──────── Selected excerpt
Actually, many of us have seen lots of internal CIC memos and other documents. There was one period, during the time period 2012 to late 2013, when in particular there were scores of ATIP requests for internal CIC documents, by many of us following the changes taking place, all of which are readily accessible to everyone else (once the request was complete) via a simple email to CIC requesting a copy (responses were sporadic, sometimes taking many months, but eventually I got all those I asked for).

Additionally, a number of people were sharing their personal ATI requests responses, which is how many of us eventually obtained a copy of the File Requirements Checklist containing the triage criteria for residency screening, something which CIC has gone to great efforts to not have publicly disclosed. (Because of CIC's efforts to conceal major aspects of their practices, the ATIP request responses were, thus, characteristically difficult to read given the extent to which parts were redacted.)

So many of us have indeed had access to voluminous internal CIC memos.
────────────────
**Exercise set:**
A. According to the passage on internal CIC documents, during what time period were there scores of ATIP requests for internal CIC documents?
B. From the passage on internal CIC documents, copy word for word the stretch from "Additionally, a number" through "internal CIC memos.".
──────── Listed records
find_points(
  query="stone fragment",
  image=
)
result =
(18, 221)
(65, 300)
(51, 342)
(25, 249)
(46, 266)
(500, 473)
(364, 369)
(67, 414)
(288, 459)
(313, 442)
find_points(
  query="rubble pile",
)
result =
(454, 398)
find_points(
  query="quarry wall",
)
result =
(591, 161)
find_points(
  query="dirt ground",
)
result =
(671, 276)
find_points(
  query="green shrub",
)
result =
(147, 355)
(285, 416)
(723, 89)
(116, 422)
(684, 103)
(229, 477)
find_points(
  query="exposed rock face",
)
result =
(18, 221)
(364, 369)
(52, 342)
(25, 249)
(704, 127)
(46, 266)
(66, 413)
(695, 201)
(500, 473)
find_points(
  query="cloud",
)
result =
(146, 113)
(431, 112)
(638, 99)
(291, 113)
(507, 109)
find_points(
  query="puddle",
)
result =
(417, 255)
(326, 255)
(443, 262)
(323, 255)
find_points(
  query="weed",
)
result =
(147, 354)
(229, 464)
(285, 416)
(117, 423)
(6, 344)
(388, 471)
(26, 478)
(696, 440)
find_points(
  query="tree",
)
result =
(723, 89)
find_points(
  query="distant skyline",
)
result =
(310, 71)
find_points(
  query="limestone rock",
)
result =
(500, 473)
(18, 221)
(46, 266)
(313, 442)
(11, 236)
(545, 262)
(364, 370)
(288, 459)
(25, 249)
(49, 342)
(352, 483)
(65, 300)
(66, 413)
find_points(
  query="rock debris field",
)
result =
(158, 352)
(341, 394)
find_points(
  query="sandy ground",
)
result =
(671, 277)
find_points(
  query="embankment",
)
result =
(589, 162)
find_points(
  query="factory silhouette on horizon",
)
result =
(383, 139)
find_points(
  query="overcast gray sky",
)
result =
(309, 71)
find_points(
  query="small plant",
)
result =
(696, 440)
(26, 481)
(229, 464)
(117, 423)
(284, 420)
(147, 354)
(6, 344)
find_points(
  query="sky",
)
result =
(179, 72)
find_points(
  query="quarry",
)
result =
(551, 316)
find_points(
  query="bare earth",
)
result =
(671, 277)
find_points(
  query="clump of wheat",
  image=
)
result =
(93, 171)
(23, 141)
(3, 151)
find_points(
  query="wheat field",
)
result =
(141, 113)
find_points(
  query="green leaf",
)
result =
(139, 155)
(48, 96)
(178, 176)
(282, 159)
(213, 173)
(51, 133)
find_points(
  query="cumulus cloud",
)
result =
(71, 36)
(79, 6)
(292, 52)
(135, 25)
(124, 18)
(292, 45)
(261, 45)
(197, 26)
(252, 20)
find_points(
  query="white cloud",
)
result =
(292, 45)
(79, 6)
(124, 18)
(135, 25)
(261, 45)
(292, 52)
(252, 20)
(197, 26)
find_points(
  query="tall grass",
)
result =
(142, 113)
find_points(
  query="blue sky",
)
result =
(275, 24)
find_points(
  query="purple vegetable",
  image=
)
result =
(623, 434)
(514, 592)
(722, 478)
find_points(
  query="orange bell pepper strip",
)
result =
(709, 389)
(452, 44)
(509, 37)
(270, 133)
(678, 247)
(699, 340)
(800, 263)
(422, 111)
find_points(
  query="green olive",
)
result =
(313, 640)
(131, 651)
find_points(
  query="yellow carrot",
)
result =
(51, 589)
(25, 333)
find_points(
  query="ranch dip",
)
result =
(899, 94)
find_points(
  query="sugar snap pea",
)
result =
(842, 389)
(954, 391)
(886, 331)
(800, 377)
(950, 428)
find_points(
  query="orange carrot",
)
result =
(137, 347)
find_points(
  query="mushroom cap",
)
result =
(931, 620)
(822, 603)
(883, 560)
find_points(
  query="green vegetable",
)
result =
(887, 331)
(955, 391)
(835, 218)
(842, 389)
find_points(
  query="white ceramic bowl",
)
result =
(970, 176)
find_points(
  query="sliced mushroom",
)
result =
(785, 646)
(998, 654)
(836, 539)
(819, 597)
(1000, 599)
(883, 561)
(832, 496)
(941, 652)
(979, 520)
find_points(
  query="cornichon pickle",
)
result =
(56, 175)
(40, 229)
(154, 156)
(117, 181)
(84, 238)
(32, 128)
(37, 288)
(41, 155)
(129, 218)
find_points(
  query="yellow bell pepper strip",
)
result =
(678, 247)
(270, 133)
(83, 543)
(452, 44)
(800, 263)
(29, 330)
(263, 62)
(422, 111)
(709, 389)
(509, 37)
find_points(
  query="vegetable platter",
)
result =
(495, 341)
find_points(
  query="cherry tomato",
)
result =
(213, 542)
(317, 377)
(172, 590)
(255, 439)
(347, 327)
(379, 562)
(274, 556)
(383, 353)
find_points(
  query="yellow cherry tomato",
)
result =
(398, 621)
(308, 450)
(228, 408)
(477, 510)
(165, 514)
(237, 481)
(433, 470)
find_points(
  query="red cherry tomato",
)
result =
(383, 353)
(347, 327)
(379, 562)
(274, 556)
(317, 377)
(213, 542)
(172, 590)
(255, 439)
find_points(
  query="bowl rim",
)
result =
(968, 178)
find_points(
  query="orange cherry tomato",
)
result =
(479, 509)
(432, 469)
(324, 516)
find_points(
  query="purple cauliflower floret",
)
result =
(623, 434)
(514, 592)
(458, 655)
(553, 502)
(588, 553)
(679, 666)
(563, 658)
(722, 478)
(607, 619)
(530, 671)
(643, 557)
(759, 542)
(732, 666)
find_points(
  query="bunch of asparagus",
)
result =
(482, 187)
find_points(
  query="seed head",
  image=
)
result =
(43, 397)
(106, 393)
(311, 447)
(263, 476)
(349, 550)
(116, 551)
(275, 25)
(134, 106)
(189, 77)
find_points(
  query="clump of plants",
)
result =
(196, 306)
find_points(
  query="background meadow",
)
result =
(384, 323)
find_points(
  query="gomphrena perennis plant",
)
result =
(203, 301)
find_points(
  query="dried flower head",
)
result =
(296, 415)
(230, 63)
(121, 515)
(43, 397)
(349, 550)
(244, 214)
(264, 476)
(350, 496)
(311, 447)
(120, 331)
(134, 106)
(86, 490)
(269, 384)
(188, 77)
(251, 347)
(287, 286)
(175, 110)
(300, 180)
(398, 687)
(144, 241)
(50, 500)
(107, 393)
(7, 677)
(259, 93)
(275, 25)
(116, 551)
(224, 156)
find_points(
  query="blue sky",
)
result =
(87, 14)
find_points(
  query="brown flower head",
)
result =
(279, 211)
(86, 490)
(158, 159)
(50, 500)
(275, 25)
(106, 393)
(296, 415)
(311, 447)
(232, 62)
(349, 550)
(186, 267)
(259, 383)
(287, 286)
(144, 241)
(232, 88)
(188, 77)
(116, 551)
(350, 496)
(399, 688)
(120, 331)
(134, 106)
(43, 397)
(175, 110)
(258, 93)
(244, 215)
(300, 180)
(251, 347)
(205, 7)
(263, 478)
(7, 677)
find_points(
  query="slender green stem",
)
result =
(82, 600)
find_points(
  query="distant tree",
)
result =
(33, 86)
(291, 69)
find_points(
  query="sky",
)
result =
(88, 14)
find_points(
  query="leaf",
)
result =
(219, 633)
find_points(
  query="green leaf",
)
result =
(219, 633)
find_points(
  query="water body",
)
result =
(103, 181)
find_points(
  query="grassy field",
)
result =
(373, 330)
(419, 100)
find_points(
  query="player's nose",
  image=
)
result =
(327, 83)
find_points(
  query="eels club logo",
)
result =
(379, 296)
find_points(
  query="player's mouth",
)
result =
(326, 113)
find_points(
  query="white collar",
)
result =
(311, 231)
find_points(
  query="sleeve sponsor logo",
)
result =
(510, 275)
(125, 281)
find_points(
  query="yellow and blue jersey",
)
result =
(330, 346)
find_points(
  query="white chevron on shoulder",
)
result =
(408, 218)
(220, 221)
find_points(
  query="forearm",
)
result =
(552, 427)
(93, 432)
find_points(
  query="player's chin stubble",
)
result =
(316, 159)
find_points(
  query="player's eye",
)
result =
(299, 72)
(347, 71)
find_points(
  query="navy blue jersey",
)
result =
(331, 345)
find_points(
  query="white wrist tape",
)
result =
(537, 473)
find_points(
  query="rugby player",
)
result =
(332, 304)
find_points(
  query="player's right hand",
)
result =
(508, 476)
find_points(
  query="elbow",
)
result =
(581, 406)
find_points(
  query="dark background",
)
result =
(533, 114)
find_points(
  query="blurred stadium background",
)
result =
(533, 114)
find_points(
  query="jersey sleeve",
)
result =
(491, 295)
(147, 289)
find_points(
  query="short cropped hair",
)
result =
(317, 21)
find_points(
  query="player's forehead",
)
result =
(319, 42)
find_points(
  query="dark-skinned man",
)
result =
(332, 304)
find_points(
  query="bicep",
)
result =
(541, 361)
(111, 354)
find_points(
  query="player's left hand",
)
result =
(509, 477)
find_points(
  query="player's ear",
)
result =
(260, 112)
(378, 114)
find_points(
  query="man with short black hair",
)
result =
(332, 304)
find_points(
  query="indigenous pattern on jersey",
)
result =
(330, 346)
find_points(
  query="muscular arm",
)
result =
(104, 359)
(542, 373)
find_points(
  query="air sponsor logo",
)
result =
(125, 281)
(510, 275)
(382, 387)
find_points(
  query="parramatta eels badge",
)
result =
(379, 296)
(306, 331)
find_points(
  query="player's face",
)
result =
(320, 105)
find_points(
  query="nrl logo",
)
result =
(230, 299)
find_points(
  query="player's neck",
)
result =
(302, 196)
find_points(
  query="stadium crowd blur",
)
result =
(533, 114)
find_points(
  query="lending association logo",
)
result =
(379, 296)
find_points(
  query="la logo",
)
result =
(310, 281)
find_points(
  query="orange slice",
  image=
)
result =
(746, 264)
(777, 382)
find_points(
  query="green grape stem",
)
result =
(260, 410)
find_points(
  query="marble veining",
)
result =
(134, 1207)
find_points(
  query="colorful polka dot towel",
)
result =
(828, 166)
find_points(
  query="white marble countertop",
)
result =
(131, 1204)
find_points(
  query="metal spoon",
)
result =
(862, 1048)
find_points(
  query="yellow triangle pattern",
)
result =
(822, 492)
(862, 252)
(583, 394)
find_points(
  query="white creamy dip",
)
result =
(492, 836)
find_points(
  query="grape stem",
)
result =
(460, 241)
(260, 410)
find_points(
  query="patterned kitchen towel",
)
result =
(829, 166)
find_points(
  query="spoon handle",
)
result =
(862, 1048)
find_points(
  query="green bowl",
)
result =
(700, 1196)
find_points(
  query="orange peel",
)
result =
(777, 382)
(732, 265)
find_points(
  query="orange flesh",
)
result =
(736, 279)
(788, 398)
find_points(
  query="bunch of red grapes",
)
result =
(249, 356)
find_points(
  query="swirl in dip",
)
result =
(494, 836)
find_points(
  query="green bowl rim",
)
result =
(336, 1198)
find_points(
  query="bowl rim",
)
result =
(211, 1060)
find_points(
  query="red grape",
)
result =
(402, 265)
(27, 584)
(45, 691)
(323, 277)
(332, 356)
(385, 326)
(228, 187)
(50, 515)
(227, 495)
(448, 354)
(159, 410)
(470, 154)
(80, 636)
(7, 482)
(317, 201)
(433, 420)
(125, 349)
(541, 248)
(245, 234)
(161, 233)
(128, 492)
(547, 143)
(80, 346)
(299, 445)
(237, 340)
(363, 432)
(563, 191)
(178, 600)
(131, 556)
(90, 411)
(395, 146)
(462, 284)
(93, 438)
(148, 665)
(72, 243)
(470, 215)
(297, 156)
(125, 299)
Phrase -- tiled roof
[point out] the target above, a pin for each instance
────────────────
**Results:**
A. From 2012 to late 2013.

B.
Additionally, a number of people were sharing their personal ATI requests responses, which is how many of us eventually obtained a copy of the File Requirements Checklist containing the triage criteria for residency screening, something which CIC has gone to great efforts to not have publicly disclosed. (Because of CIC's efforts to conceal major aspects of their practices, the ATIP request responses were, thus, characteristically difficult to read given the extent to which parts were redacted.)

So many of us have indeed had access to voluminous internal CIC memos.